> _Task requirements_
- a) In the sequencing annotation, rewrite the passage that begins with "The combination of" and ends after "you navigate this!", changing "ONT" to "Oxford Nanopore".
- b) According to the sequencing annotation, which technology supplies the long reads?

> _Document text_
------------------------------------------------------------------------

4 Matching Annotations
  1. Last 7 days
    1. DNA is sequenced to depths targeted to maximize diversity capture using a combination of Oxford Nanopore and Illumina for long and short reads, respectively, allowing for the generation of high quality and high contiguity genomic assemblies.

      The combination of ONT and Illumina is great - I wondered if you have found a tradeoff of trying to maximise finding diversity, i.e., reads that have differences, but also minimize retaining reads with sequencing errors that look artificially dissimilar. Presumably, walking the line between the two is critical to not over-inflating diversity estimates and retaining only confident 'true' standing diversity - I would love to know more about how you navigate this!

------------------------------------------------------------------------

> _Data records_
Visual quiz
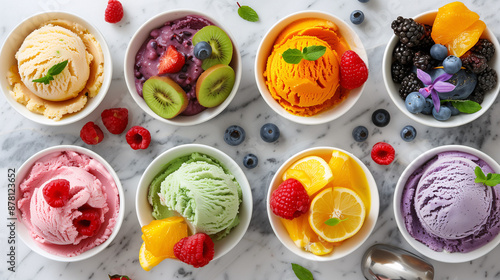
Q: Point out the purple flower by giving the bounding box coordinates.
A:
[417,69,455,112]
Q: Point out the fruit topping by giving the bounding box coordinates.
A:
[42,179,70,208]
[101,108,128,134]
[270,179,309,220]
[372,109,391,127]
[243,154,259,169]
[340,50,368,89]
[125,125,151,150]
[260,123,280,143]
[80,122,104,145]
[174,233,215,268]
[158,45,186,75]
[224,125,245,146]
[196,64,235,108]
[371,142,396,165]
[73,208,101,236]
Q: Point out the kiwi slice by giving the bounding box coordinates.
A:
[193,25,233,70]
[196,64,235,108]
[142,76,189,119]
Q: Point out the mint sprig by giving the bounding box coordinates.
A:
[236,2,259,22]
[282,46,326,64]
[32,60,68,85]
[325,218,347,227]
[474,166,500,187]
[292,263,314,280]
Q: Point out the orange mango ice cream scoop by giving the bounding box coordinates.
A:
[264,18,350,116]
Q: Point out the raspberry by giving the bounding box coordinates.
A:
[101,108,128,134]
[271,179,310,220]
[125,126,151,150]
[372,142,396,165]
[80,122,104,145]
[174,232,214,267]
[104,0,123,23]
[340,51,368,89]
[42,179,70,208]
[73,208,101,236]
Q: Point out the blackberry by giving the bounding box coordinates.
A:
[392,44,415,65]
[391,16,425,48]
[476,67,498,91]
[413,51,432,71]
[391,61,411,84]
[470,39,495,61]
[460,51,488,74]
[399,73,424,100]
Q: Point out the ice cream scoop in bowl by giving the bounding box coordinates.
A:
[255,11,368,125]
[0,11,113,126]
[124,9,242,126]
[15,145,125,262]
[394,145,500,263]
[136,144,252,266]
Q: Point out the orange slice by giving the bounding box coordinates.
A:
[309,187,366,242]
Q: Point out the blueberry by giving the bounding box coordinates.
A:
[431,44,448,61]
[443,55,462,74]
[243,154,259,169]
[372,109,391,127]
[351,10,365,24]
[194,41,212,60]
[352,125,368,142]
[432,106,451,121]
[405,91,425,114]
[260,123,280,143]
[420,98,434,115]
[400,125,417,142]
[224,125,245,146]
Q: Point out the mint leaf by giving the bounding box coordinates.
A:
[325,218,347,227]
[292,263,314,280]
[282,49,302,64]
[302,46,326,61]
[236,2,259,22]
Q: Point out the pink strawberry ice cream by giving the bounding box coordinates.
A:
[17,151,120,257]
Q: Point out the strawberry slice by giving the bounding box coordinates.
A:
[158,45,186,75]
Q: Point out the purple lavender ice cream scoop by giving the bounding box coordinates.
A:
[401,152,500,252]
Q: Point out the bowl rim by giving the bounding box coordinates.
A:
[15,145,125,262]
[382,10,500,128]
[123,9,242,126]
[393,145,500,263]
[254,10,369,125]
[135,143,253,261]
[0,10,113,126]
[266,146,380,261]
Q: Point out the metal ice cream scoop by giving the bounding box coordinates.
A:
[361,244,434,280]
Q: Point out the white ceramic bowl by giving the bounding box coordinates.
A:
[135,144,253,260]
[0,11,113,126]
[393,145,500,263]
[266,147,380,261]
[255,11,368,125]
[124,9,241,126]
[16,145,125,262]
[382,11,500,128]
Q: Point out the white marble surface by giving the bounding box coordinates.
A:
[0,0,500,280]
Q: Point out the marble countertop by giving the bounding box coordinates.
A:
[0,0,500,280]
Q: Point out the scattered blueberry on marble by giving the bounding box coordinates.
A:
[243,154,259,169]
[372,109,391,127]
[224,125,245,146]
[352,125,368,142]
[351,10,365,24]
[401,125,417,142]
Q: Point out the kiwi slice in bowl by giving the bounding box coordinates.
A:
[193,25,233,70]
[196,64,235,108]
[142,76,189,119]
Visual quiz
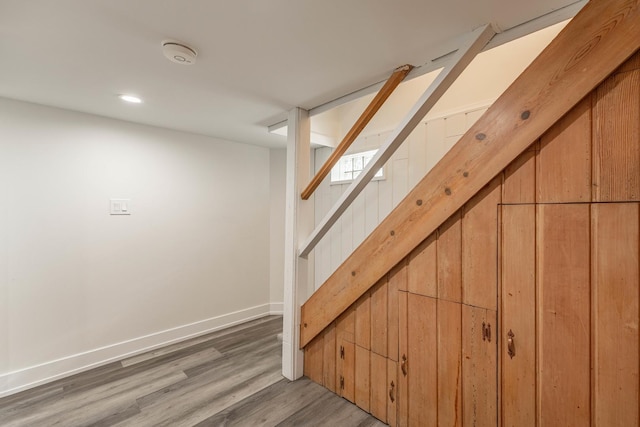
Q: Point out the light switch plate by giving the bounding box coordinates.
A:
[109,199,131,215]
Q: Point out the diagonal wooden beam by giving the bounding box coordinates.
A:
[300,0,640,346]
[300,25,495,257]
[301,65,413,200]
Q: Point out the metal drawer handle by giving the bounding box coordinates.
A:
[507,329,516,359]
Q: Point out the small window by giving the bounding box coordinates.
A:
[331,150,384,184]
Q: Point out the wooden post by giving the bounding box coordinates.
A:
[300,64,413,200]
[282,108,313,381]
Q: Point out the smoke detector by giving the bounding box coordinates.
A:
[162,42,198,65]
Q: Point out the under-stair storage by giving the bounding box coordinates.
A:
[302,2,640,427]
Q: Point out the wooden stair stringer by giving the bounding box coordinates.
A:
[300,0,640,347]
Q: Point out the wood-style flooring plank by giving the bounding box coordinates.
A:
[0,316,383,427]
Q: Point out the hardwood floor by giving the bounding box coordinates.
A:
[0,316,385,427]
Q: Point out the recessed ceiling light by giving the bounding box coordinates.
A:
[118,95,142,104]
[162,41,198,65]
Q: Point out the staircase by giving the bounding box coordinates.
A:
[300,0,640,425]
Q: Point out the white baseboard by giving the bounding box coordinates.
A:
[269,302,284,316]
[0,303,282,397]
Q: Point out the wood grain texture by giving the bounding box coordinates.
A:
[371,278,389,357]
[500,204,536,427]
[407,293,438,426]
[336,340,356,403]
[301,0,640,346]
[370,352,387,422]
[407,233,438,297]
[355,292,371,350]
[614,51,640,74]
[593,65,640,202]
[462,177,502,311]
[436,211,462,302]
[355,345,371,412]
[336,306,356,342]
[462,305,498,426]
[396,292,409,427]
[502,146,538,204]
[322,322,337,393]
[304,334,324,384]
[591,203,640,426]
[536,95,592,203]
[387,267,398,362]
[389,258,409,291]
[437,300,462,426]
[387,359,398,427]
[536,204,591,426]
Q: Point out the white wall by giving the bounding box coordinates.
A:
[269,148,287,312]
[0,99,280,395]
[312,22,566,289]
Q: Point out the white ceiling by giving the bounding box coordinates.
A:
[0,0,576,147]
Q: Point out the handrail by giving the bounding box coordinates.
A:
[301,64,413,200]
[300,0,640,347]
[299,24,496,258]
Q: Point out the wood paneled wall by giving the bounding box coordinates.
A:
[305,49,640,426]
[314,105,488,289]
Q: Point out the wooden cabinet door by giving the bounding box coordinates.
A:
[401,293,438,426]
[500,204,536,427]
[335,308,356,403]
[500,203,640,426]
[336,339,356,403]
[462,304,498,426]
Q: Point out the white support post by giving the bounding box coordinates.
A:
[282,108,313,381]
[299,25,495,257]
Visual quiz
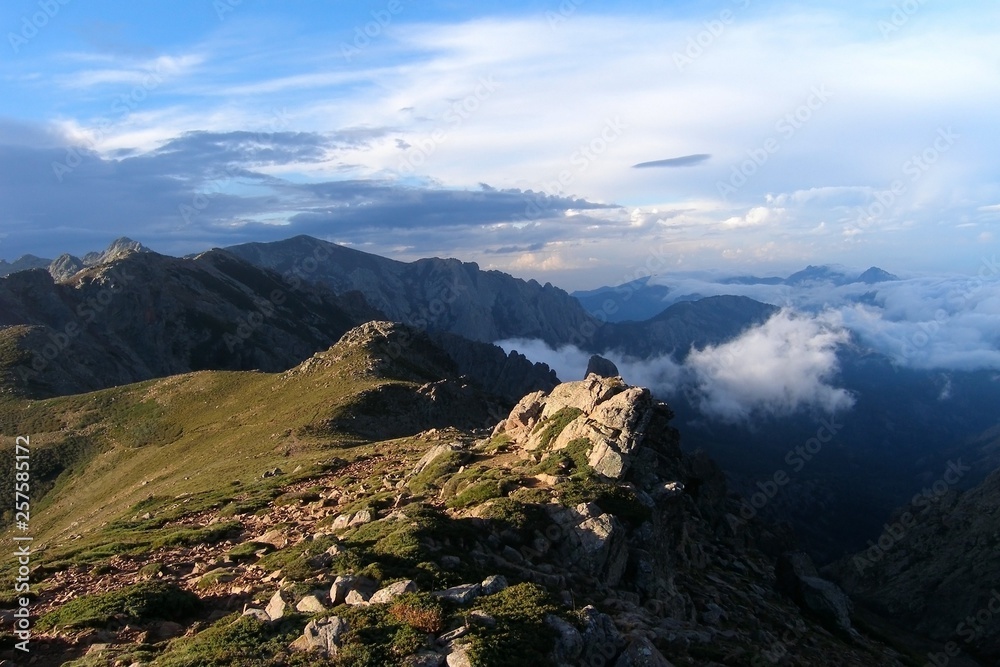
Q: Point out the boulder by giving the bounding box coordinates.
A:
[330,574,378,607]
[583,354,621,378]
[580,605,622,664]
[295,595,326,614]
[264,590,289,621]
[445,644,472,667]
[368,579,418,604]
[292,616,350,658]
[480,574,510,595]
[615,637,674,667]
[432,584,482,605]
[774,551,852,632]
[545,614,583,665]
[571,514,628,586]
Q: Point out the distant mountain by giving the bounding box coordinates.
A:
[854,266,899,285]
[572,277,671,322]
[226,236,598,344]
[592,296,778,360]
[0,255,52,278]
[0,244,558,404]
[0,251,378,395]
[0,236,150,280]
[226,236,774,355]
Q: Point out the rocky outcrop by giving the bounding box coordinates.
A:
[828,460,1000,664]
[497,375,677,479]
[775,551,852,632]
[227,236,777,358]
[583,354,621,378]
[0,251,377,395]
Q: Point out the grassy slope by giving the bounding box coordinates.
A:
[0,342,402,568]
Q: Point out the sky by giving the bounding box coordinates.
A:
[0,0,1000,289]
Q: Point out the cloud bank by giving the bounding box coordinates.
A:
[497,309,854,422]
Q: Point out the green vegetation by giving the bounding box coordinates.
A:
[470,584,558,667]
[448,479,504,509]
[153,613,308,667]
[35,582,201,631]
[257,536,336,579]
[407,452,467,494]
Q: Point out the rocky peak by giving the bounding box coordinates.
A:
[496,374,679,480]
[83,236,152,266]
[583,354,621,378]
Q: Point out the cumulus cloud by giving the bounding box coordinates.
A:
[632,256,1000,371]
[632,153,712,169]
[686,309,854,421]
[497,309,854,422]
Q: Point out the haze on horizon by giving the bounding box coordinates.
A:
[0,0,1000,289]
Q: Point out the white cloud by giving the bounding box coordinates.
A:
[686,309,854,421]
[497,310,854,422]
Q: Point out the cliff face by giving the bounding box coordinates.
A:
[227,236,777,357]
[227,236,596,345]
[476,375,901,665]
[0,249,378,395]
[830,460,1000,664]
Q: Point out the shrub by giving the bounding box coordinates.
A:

------------------------------------------------------------------------

> _Answer list_
- a)
The combination of Oxford Nanopore and Illumina is great - I wondered if you have found a tradeoff of trying to maximise finding diversity, i.e., reads that have differences, but also minimize retaining reads with sequencing errors that look artificially dissimilar. Presumably, walking the line between the two is critical to not over-inflating diversity estimates and retaining only confident 'true' standing diversity - I would love to know more about how you navigate this!

- b) Oxford Nanopore